# Quoted passage
..............................

When I was a younger and higher energy blogger, staging twenty-five sequential posts to run throughout December was fairly effortless. Now, even with just five titles on my list this year, I’ve stretched the exercise into the second month of 2021.

In 2013, as I rushed to wrap my thoughts, I gave all of a half-paragraph on the first chapter of an episodic game I had spent a quiet evening with:

And, in an experience that isn’t over yet, Kentucky Route Zero (PC/Mac) helped re-invent the point and click adventure. (The way to best enjoy KRZ: pour a glass of iced tea, add a shot of whiskey, turn out the lights, and let the game take it from there.)

I would not play much more of KRZ after 2013. I have a vague memory of getting a little into Act II and deciding that, perhaps I’d just wait for the release to finish.

KRZ was meant to release at a fairly regular clip, with five planned acts. But the road stretched longer than I anticipated: Act V would not emerge until January 28th, 2020.

..............................

# Information shown
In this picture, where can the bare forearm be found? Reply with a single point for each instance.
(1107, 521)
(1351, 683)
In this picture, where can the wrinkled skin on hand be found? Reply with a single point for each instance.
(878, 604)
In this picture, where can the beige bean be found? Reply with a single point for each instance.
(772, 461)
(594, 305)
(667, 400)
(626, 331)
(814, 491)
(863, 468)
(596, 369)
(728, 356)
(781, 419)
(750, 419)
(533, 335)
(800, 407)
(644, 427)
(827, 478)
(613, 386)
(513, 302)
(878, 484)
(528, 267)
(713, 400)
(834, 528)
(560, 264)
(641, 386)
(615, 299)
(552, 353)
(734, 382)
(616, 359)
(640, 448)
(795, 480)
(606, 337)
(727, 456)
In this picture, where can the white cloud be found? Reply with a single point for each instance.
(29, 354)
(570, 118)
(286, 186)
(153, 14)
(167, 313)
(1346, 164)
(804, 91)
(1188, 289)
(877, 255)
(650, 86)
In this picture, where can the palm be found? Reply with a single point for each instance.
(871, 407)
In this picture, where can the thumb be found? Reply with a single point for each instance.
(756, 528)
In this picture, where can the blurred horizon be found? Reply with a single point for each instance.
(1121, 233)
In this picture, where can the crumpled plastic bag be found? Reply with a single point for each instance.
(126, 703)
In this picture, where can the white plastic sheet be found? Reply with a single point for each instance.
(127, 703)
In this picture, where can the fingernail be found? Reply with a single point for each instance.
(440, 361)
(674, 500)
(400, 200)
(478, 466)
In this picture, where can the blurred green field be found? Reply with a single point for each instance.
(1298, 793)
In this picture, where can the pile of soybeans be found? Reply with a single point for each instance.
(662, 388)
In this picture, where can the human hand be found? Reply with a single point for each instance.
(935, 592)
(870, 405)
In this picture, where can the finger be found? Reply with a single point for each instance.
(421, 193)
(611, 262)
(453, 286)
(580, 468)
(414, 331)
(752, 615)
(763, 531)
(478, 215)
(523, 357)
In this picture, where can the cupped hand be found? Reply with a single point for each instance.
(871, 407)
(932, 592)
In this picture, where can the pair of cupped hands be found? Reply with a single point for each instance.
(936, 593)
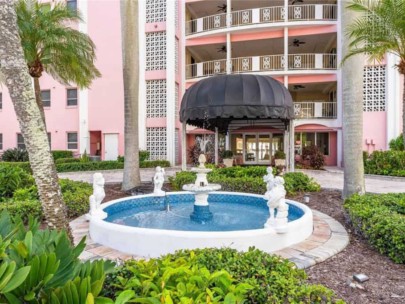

..............................

Return the full blog passage about Kentucky Route Zero from above, word for word.

# Result for this exercise
When I was a younger and higher energy blogger, staging twenty-five sequential posts to run throughout December was fairly effortless. Now, even with just five titles on my list this year, I’ve stretched the exercise into the second month of 2021.

In 2013, as I rushed to wrap my thoughts, I gave all of a half-paragraph on the first chapter of an episodic game I had spent a quiet evening with:

And, in an experience that isn’t over yet, Kentucky Route Zero (PC/Mac) helped re-invent the point and click adventure. (The way to best enjoy KRZ: pour a glass of iced tea, add a shot of whiskey, turn out the lights, and let the game take it from there.)

I would not play much more of KRZ after 2013. I have a vague memory of getting a little into Act II and deciding that, perhaps I’d just wait for the release to finish.

KRZ was meant to release at a fairly regular clip, with five planned acts. But the road stretched longer than I anticipated: Act V would not emerge until January 28th, 2020.